__TO DO__
Could you reproduce, exactly as written, every line from the one containing "pin: the boy's ear, one" through the last line of the records, and nothing else?

__SOURCE DATA__
************

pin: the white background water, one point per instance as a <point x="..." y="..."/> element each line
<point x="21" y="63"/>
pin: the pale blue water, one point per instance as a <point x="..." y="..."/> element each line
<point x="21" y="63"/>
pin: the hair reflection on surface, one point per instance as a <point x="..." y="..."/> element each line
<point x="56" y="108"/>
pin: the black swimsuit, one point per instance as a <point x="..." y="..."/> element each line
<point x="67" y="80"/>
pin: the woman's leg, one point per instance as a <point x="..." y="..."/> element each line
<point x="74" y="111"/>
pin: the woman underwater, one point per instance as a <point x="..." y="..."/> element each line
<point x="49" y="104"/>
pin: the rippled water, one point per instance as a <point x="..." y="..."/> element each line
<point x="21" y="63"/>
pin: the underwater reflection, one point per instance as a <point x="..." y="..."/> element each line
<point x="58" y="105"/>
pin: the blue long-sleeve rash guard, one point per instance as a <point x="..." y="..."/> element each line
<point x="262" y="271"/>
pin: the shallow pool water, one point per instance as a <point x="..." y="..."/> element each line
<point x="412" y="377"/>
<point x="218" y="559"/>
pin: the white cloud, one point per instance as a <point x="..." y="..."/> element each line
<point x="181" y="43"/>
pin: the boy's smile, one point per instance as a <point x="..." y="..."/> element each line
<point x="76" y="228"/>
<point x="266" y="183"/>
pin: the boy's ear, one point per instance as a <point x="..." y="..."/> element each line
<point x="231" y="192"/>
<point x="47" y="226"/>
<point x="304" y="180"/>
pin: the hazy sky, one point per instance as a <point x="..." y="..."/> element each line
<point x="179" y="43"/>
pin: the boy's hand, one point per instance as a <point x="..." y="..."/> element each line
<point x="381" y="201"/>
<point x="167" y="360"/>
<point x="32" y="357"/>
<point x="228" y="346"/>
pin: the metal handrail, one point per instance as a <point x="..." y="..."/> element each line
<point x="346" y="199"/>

************

__ANSWER SECTION__
pin: the boy's ear, one point per instance as a <point x="..." y="..."/> element each line
<point x="231" y="192"/>
<point x="47" y="226"/>
<point x="304" y="180"/>
pin: the hazy sky, one point per instance as a <point x="..." y="..."/> element each line
<point x="179" y="43"/>
pin: the boy's hand, one point per instance as a <point x="..." y="..."/> element each line
<point x="381" y="201"/>
<point x="167" y="360"/>
<point x="32" y="357"/>
<point x="228" y="346"/>
pin: the metal handrail, one point per instance as a <point x="..." y="..."/> element each line
<point x="346" y="199"/>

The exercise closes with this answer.